=== Section Start ===
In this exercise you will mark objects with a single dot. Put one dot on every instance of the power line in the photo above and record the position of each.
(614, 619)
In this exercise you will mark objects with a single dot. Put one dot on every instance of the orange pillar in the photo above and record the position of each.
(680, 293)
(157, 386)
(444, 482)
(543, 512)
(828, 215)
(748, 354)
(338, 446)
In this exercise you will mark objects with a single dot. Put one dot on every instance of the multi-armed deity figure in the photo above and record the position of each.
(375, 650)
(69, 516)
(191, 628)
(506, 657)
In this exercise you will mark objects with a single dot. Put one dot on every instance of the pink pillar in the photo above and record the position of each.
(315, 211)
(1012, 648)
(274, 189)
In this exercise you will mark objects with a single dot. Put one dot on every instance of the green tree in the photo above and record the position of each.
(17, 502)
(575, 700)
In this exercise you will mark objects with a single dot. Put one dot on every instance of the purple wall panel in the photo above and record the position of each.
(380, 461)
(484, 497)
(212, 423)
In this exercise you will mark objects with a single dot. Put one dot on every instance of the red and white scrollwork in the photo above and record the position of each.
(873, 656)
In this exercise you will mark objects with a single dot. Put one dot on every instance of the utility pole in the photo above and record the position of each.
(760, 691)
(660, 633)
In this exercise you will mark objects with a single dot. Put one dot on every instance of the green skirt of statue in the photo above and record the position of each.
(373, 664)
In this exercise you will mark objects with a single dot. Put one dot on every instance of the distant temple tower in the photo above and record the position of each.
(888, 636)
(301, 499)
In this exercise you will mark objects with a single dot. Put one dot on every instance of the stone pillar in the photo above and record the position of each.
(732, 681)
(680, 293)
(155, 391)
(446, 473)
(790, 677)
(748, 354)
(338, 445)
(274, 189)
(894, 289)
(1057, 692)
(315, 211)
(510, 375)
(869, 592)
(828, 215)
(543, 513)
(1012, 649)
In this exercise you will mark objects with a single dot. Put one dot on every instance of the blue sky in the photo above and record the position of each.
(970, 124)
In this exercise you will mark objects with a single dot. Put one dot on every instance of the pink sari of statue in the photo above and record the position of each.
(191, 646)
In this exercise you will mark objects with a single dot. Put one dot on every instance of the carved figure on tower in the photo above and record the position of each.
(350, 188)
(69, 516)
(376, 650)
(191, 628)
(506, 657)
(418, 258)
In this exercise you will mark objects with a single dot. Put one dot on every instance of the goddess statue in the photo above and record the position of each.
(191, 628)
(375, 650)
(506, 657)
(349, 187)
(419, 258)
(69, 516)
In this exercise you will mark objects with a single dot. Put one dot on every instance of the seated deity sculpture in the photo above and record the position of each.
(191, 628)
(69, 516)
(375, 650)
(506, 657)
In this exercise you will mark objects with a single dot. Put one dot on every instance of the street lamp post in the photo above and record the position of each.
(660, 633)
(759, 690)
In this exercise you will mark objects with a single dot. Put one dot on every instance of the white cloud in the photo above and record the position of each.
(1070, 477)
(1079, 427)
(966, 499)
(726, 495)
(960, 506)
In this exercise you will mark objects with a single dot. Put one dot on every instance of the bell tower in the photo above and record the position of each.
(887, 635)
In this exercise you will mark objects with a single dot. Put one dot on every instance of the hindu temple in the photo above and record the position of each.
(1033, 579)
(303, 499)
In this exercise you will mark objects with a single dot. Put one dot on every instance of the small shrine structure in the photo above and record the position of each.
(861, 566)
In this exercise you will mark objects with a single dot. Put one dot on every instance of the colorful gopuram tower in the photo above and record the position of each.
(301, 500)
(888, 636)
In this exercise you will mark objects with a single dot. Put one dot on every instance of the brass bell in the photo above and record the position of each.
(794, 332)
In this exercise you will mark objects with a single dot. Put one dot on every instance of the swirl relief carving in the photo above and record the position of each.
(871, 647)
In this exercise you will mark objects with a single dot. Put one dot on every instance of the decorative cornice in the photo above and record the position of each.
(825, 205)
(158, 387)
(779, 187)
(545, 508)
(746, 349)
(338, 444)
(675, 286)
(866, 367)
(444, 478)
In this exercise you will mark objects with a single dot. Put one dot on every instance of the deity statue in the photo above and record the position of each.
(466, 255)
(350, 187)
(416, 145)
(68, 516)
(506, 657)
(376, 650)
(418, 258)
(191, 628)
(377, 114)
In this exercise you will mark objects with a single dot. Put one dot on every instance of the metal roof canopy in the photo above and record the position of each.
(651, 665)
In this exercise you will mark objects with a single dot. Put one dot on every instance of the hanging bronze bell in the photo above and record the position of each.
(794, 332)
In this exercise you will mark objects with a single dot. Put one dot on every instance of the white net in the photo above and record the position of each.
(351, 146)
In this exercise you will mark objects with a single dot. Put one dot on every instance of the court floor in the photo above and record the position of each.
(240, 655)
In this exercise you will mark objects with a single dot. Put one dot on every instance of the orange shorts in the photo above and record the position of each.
=== Section End ===
- [EXERCISE DIRECTIONS]
An exact copy of every record is what the answer must contain.

- [SOLUTION TO THIS TASK]
In this exercise you will mark objects with a single dot. Put one dot on every instance of the power line in the photo above and record the position of each.
(614, 619)
In this exercise you will mark objects with a single dot. Put one dot on every instance of the orange pillar in the photo above and record the position of each.
(680, 293)
(157, 386)
(444, 482)
(543, 512)
(828, 215)
(748, 354)
(338, 446)
In this exercise you will mark objects with a single dot. Put one dot on every instance of the multi-armed deity figure in the photo above and record the position of each.
(375, 650)
(69, 516)
(191, 628)
(506, 657)
In this exercise you will mark objects with a single dot. Put one dot on every instance of the pink pillar in the photo above and record the position of each.
(315, 211)
(1012, 648)
(274, 189)
In this exercise you will mark objects with a single dot. Put one dot on every instance of the green tree in the photo above and record the position of each.
(17, 502)
(575, 700)
In this exercise you will mark objects with a single dot. Put one dot on every instance of the purple wall panel in the photo above and record the position of each.
(380, 461)
(484, 497)
(212, 423)
In this exercise you will mark objects with a single dot. Put one dot on every instance of the red and white scrollwork in the photo above and record the position of each.
(873, 656)
In this exercise you will mark objects with a single dot. Put one dot on every instance of the utility pole in the photo above and record the position of each.
(760, 691)
(660, 633)
In this exercise you will mark objects with a single dot. Put one dot on every instance of the green skirt of statue in the photo above and record the position of each.
(373, 664)
In this exercise you will mark objects with a single dot. Put one dot on every instance of the distant temple tower in the photo above and record the position of each.
(888, 636)
(301, 499)
In this exercise you will mark objects with a single dot. Put one dot on every instance of the stone pillar in the photo above and record the position of each.
(732, 681)
(680, 293)
(155, 391)
(446, 473)
(790, 677)
(748, 354)
(338, 445)
(274, 189)
(894, 289)
(1057, 692)
(315, 211)
(510, 375)
(869, 592)
(828, 215)
(543, 513)
(1012, 649)
In this exercise you will mark objects with a single dot. Put one dot on every instance of the blue sky in the photo above and record the position of each.
(970, 124)
In this exercise you will mark objects with a single dot. Put one dot on every instance of the pink sari of statue in the photo above and record the position of each.
(191, 646)
In this exercise you will mark objects with a single dot. Put one dot on every instance of the carved figure on tower in the photo above and record the position of each.
(350, 188)
(69, 516)
(376, 650)
(191, 628)
(506, 657)
(418, 258)
In this exercise you will mark objects with a single dot. Put one dot on every instance of the goddess statue in the photo above and record the position of each.
(191, 628)
(375, 650)
(506, 657)
(349, 187)
(419, 258)
(69, 516)
In this exercise you will mark objects with a single dot. Put one dot on every instance of the seated deity sculpture in the photo above and record the position of each.
(191, 628)
(69, 516)
(375, 650)
(506, 657)
In this exercise you will mark objects with a single dot. Put one dot on every instance of the street lamp post in the photo above and record the position of each.
(660, 633)
(759, 690)
In this exercise you will mark objects with a single dot. Put one dot on every instance of the white cloud in the photo above and record the position of each.
(1070, 477)
(1079, 427)
(966, 499)
(726, 495)
(960, 506)
In this exercise you will mark objects with a single dot. Put one dot on every instance of the bell tower in the photo above and record the position of each.
(887, 635)
In this exercise you will mark objects with a single dot. Put one dot on every instance of the hindu temple in the photo above and record the position of each.
(1033, 579)
(303, 499)
In this exercise you will mark objects with a single dot. Put one dot on every instance of the small shrine structure in the photo above and record the position of each.
(861, 566)
In this exercise you will mark objects with a single dot. Put one dot on every instance of the colorful gopuram tower in the photo above and record the position of each.
(301, 500)
(888, 636)
In this exercise you will mark objects with a single dot. Put one dot on every instance of the brass bell in the photo above and record the position of each.
(794, 332)
In this exercise you will mark objects with a single dot. Put one dot on every instance of the swirl relief carving in the photo above and record the position of each.
(871, 647)
In this exercise you will mark objects with a single dot. Put one dot on every instance of the decorative cornice in the photo above and record the position of each.
(825, 205)
(158, 387)
(779, 187)
(545, 508)
(746, 349)
(338, 444)
(675, 286)
(866, 367)
(444, 478)
In this exercise you will mark objects with a single dot. Put one dot on every instance of the deity statue in the photo above and record the position of each.
(466, 255)
(350, 187)
(416, 145)
(68, 516)
(506, 657)
(376, 650)
(418, 258)
(191, 628)
(377, 114)
In this exercise you will mark objects with a single dot. Put one dot on every instance of the metal roof canopy in the photo above and record the position of each.
(651, 665)
In this exercise you will mark objects with a single dot. Put one dot on every instance of the hanging bronze bell in the photo above and record the position of each.
(794, 332)
In this exercise you will mark objects with a single dot. Put one dot on every instance of the white net in the photo above and record the position of each.
(351, 146)
In this exercise you will mark objects with a single dot. Put one dot on every instance of the court floor in the photo above and record the position of each.
(240, 655)
In this exercise you will mark objects with a single dot. Put one dot on every instance of the orange shorts in the photo above and record the position of each.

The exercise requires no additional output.